Point annotation records:
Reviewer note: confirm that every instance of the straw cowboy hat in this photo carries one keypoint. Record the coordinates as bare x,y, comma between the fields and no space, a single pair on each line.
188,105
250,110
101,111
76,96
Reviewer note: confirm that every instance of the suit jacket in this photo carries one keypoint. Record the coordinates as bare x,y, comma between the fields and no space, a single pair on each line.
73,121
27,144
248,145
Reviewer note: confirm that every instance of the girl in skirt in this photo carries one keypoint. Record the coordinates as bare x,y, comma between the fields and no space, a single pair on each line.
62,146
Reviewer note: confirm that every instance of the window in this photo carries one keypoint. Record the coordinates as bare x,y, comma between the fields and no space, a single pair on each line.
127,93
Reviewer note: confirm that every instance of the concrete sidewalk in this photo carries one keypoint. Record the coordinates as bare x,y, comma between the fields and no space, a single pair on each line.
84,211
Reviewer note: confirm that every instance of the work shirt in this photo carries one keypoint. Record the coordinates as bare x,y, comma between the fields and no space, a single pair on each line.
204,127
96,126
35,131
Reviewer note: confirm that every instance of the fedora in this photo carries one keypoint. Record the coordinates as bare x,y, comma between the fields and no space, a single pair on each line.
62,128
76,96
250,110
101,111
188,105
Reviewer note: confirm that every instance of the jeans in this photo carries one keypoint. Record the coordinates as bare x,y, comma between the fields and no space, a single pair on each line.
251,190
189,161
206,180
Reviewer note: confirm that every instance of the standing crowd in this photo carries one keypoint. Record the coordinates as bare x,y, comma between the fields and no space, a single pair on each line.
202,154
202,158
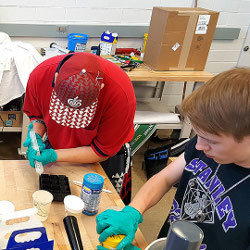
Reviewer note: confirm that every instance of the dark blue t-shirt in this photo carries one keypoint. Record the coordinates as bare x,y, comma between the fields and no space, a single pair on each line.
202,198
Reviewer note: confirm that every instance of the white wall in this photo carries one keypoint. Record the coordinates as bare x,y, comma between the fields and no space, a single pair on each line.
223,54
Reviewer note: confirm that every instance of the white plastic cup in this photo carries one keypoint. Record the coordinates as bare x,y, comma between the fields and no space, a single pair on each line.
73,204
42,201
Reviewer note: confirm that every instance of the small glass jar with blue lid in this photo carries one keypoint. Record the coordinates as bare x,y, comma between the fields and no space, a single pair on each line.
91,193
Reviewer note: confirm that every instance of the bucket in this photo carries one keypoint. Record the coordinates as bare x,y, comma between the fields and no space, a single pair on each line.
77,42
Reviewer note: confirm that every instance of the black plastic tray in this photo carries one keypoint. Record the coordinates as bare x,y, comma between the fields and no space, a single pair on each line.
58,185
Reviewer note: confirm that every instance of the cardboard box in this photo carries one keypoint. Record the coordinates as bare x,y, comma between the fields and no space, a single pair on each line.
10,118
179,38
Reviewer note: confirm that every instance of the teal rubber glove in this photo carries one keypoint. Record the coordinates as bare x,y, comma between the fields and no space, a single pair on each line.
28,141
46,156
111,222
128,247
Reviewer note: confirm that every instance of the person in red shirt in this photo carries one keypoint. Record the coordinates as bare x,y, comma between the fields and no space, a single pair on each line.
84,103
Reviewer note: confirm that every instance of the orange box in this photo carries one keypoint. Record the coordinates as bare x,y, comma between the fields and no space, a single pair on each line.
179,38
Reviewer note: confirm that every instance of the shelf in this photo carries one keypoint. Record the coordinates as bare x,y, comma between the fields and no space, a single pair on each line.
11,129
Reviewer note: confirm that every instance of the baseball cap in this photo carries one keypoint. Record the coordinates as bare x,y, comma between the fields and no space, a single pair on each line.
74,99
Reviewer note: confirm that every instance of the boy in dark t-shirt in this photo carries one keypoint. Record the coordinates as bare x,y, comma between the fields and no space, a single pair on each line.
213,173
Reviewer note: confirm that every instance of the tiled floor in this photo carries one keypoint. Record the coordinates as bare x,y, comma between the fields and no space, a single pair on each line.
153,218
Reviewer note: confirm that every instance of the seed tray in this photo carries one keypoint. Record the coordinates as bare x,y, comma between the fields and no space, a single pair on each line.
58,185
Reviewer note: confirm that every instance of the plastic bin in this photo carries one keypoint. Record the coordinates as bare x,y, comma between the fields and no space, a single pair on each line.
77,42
---
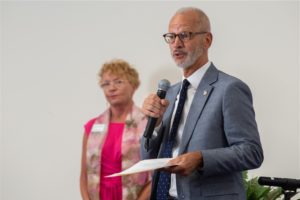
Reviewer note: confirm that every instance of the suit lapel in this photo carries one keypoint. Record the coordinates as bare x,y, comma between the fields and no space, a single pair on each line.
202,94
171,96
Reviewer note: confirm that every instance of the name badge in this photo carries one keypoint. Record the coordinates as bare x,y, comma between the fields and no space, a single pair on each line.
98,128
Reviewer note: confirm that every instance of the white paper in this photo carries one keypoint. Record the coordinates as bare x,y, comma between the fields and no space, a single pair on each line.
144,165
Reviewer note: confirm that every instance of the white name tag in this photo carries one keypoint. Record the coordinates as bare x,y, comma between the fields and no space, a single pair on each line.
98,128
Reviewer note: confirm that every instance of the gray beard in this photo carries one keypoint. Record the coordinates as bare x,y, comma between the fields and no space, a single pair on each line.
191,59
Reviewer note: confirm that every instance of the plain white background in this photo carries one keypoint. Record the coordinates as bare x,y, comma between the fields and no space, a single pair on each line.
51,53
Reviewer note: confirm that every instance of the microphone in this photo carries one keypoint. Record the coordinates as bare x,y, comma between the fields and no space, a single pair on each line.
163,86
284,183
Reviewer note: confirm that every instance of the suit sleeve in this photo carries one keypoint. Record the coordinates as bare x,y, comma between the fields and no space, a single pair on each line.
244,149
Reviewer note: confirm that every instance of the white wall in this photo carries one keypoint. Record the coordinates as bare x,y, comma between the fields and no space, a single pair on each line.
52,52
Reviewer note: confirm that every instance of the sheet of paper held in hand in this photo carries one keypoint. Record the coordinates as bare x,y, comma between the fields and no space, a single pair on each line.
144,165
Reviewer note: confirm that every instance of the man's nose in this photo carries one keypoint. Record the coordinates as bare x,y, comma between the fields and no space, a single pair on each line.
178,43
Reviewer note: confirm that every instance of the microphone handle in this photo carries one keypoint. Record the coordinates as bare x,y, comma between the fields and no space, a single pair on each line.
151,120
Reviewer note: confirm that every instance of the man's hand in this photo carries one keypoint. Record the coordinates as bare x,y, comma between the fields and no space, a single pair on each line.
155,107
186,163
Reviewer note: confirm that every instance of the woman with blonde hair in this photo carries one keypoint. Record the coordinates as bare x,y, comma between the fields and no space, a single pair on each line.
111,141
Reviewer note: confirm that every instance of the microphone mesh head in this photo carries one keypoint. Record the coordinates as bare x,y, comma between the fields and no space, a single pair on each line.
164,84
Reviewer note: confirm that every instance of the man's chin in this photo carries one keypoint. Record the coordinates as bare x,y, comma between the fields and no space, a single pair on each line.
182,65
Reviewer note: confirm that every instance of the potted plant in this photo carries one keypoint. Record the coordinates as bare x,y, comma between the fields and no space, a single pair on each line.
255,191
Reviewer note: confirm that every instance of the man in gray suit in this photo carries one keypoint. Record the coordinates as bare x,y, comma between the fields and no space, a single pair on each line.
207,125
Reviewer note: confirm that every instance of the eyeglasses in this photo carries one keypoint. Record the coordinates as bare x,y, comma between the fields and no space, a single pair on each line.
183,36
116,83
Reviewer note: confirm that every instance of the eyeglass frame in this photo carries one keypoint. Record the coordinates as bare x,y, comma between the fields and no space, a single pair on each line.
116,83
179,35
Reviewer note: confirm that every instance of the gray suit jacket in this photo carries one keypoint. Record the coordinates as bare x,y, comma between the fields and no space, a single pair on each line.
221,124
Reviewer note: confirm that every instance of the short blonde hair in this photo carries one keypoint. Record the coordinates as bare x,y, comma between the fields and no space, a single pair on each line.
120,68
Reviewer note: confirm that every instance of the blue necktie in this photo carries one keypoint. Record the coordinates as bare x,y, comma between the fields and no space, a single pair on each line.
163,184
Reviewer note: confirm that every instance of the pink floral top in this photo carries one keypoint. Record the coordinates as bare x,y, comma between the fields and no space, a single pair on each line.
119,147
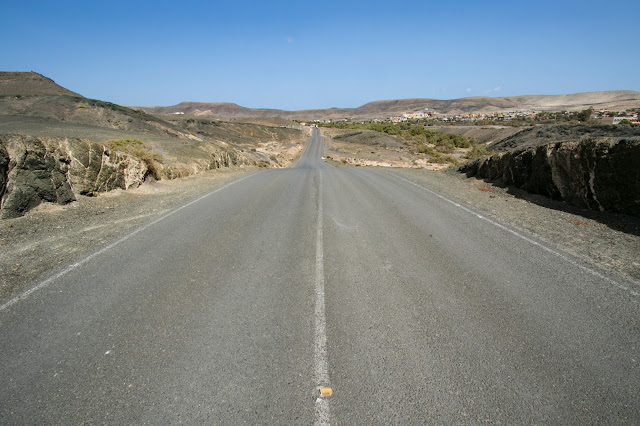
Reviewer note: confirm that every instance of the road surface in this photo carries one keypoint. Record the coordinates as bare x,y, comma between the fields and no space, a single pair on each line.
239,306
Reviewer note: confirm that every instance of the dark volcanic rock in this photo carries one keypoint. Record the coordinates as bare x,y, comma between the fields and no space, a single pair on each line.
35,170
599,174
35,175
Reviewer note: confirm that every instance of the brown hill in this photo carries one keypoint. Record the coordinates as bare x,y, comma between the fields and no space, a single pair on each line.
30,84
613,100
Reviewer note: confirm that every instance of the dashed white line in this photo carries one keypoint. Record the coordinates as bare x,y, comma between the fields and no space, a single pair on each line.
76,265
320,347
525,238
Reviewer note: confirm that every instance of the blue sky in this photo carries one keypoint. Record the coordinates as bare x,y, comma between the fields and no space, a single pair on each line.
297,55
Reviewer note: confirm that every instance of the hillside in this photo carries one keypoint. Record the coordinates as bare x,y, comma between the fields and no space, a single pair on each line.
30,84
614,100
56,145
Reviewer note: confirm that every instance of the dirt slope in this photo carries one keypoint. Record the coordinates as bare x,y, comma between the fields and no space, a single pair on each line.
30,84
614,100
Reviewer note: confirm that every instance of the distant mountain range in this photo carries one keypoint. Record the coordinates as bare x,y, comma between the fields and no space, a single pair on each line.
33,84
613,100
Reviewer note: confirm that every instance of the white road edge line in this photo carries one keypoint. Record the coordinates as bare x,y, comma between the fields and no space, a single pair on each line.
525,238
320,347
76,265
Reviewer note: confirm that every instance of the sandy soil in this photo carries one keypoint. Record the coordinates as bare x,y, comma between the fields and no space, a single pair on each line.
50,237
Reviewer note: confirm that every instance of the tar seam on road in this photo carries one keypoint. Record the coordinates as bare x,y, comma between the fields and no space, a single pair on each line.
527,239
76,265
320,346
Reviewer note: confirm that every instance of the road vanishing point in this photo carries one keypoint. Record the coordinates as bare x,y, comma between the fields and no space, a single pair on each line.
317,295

Problem statement: Count the lines in the material that contain the string "hair". Reply with the number alone.

The result: 2